# PASSAGE SHOWN
※

He has been an advocate for good environmental practices for the district, serving on the wellness committee and working with the food services department to offer students healthy food choices. He also was integral in implementing a new nutrition and wellness class during the 2016-17 school year at Central and Prairie Ridge high schools.

Oberg served on the building and grounds committee in the 1990s when the school board approved the construction of Prairie Ridge. He made environmental health a priority leading to Prairie Ridge becoming the first high school in Illinois to accommodate environmental principles.

"Prairie Ridge has windows in every room, there's minimal carpeting, and a superb ventilation system," he said.

In 1995, Oberg contributed material for "The Healthy School Handbook," which focuses on the environmental hazards in and around schools. He also has written chapters for several books on integrated medicine.

                                                                                                                                                                                                                       
 

In November 2013, the Illinois Association of School Boards recognized Oberg for being the longest-serving board member in McHenry County, and among the longest-serving board members in the state.

"I will miss the professionalism and dedication of the administrators, teachers, and noncertified staff for doing what's best for students. That's the reason I kept coming back," he said.

"I've enjoyed going to events and seeing the culmination of our students' hard work at graduation. I delivered a bunch of the kids, then I gave them their diplomas, welcomed some of them back as teachers in District 155, and then congratulated them on getting tenure.

"I have been doing this since before they were born, and it was time to turn it over to the next generation."

※

# SOURCE MATERIAL
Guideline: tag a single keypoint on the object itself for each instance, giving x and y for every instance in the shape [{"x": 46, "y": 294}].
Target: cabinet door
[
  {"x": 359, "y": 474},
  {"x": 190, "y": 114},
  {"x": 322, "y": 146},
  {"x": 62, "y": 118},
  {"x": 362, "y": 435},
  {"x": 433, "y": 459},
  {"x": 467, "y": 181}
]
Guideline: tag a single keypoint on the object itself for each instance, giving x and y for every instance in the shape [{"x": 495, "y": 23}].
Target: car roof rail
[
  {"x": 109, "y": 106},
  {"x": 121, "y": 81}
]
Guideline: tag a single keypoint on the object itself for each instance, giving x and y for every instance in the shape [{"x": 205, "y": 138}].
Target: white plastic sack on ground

※

# PROBLEM DESCRIPTION
Using the text about Oberg's school board service, decide whether each statement agrees with it: (a) Oberg was on the building and grounds committee when the board approved building Prairie Ridge; (b) the nutrition and wellness class started in 2016-17 at Central High School only; (c) Oberg wrote "The Healthy School Handbook" in 1995. Answer yes or no for each and quote the deciding words.

# OUTPUT FOR THIS TASK
(a) Yes: "Oberg served on the building and grounds committee in the 1990s when the school board approved the construction of Prairie Ridge."
(b) No: "at Central and Prairie Ridge high schools."
(c) No: "In 1995, Oberg contributed material for "The Healthy School Handbook,""